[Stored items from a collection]
===
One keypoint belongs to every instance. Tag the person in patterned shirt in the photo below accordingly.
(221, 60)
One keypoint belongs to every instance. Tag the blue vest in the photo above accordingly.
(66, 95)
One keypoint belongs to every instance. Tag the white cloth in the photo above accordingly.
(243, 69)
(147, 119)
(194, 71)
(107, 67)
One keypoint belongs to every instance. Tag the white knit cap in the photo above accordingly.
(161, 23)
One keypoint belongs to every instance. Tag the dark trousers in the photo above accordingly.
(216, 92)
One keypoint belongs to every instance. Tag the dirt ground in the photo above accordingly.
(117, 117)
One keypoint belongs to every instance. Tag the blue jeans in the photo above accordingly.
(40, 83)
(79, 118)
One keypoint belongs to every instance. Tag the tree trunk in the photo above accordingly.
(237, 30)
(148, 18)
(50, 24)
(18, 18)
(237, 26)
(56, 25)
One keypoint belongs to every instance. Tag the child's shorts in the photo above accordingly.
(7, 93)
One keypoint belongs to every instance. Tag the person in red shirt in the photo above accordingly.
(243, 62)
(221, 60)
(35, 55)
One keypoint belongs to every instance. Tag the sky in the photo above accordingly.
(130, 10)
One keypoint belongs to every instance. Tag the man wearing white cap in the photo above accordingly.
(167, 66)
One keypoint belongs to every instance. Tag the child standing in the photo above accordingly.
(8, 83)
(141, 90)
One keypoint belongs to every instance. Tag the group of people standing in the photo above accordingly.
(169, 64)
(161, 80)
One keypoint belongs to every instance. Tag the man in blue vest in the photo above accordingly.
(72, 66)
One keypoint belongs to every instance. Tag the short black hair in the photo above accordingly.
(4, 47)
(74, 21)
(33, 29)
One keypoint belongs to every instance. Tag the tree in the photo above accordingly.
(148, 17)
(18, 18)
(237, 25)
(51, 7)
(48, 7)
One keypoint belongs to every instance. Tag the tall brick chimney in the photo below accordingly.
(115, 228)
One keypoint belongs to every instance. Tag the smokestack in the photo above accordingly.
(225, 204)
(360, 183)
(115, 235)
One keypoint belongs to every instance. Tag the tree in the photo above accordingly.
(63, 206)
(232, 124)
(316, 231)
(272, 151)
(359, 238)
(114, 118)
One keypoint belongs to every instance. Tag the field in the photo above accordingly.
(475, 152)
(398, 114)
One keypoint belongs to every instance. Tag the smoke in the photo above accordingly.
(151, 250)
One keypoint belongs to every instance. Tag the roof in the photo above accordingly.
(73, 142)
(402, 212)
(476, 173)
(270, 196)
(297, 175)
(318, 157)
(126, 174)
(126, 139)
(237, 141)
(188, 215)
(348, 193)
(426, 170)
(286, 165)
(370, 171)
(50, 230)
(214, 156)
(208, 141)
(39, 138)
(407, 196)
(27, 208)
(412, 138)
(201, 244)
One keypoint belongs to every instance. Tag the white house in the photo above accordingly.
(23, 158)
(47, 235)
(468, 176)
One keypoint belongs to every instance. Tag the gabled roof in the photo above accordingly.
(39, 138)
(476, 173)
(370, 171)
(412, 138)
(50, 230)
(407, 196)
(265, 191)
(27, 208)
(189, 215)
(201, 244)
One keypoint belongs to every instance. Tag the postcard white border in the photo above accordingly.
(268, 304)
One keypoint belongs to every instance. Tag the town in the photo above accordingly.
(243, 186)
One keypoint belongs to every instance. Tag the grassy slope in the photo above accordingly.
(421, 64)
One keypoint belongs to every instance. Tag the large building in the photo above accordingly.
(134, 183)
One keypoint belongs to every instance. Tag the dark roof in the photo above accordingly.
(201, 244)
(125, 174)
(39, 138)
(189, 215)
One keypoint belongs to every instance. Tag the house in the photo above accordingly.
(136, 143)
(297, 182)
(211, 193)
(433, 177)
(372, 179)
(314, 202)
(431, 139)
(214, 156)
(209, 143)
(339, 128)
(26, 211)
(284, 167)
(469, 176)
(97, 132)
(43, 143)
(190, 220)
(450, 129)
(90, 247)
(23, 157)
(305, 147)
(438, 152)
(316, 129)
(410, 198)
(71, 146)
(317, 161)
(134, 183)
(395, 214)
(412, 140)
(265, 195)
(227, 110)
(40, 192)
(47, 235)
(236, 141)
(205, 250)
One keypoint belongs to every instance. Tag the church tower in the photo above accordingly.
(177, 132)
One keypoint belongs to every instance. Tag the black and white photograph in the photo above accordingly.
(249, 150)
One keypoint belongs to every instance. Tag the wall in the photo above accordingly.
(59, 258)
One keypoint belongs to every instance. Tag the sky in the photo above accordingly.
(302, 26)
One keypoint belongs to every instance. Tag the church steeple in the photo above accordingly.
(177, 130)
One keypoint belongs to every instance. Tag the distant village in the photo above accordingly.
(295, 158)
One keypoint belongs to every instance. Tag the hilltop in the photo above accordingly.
===
Output the full listing without altering anything.

## CORRECT RESPONSE
One keypoint belongs to every instance. Tag the person in patterned shirt in the photo below accordingly.
(221, 60)
One keypoint belongs to every instance. Tag the blue vest in the photo above accordingly.
(66, 95)
One keypoint belongs to every instance. Tag the white cloth in the photo above accordingly.
(243, 69)
(147, 119)
(194, 71)
(107, 67)
One keypoint belongs to every instance. Tag the white knit cap in the photo above accordingly.
(161, 23)
One keypoint belongs to every instance. Tag the dark trousers in the photo above accordingly.
(216, 92)
One keypoint belongs to every instance. Tag the dirt ground in the photo above accordingly.
(117, 117)
One keypoint belongs to every instance. Tag the blue jeans in the photo above accordingly.
(40, 83)
(79, 118)
One keypoint belongs to every instance. Tag the tree trunk in the photo above accordingly.
(237, 30)
(148, 18)
(50, 24)
(18, 18)
(237, 26)
(56, 25)
One keypoint belongs to every instance. Tag the child's shorts in the photo above accordingly.
(7, 93)
One keypoint belongs to every instance. Tag the person in red shirt in the photo above accordingly.
(243, 62)
(221, 60)
(35, 55)
One keypoint belongs to every instance. Tag the sky in the photo above accordingly.
(130, 10)
One keypoint belongs to every instance. Tag the man wearing white cap in the photo above accordingly.
(167, 66)
One keypoint belongs to every instance. Tag the child standing in the photo above accordingly.
(8, 83)
(141, 90)
One keypoint belongs to every instance. Tag the group of people standing in the photo above accordingly.
(169, 64)
(161, 80)
One keypoint belongs to every instance. Tag the man in blue vest in the photo above accordingly.
(72, 66)
One keypoint belongs to every instance. Tag the short black hair in the photo above accordingly.
(4, 47)
(74, 21)
(33, 29)
One keypoint belongs to every instance. Tag the tree in the photo above accordingly.
(148, 17)
(18, 18)
(237, 25)
(51, 7)
(48, 7)
One keypoint belongs to every instance. Tag the tall brick chimney in the photo below accordingly.
(115, 228)
One keypoint belongs to every instance. Tag the smokestack in the photo above accordingly.
(225, 204)
(360, 183)
(115, 235)
One keypoint belongs to every instance. Tag the tree in the photo above accordingly.
(63, 206)
(232, 124)
(316, 231)
(272, 151)
(359, 238)
(114, 118)
One keypoint belongs to every instance. Tag the field in the photo above accordingly.
(475, 152)
(398, 114)
One keypoint belongs to every instance. Tag the smoke in the photo above accordingly.
(151, 250)
One keypoint belongs to every instance. Tag the roof in the photo above accordingly.
(73, 142)
(402, 212)
(476, 173)
(270, 196)
(297, 175)
(318, 157)
(126, 174)
(126, 139)
(237, 141)
(188, 215)
(348, 193)
(426, 170)
(286, 165)
(370, 171)
(50, 230)
(214, 156)
(208, 141)
(39, 138)
(407, 196)
(27, 208)
(412, 138)
(201, 244)
One keypoint belongs to every instance. Tag the white house in the photo above accordingly.
(23, 158)
(47, 235)
(468, 176)
One keypoint belongs to every instance. Tag the gabled roof in the photo above accordingly.
(39, 138)
(476, 173)
(370, 171)
(412, 138)
(50, 230)
(407, 196)
(265, 191)
(27, 208)
(189, 215)
(201, 244)
One keypoint belongs to every instance. Tag the postcard white border in the photo above accordingly.
(268, 304)
One keypoint belongs to every instance. Tag the town in the photo above accordingly.
(243, 186)
One keypoint belongs to every instance. Tag the grassy slope in the photo above accordingly.
(421, 64)
One keypoint belongs to every instance. Tag the large building in the photo above accordingly.
(134, 183)
One keypoint belongs to every instance. Tag the dark roof in the photo above accordingly.
(201, 244)
(125, 174)
(39, 138)
(189, 215)
One keypoint belongs to every instance. Tag the house in the photo above accordingly.
(136, 143)
(297, 182)
(211, 193)
(433, 177)
(372, 179)
(314, 202)
(431, 139)
(214, 156)
(209, 143)
(339, 128)
(26, 211)
(284, 167)
(469, 176)
(97, 132)
(43, 143)
(190, 220)
(450, 129)
(90, 247)
(23, 157)
(305, 147)
(438, 152)
(316, 129)
(410, 198)
(71, 146)
(317, 161)
(134, 183)
(395, 214)
(412, 140)
(265, 195)
(227, 110)
(40, 192)
(47, 235)
(236, 141)
(205, 250)
One keypoint belongs to every instance. Tag the church tower in the photo above accordingly.
(177, 132)
One keypoint belongs to every instance. Tag the black and white photograph in the photo above accordingly.
(249, 150)
One keypoint belongs to every instance. Tag the wall in the photo above accordingly.
(59, 258)
One keypoint belongs to every instance. Tag the sky in the photo above accordingly.
(302, 26)
One keypoint belongs to every instance. Tag the church steeple in the photo above accordingly.
(177, 130)
One keypoint belongs to every instance. Tag the distant village in the photo above accordingly.
(295, 158)
One keypoint belongs to every instance. Tag the hilltop in the photo above accordingly.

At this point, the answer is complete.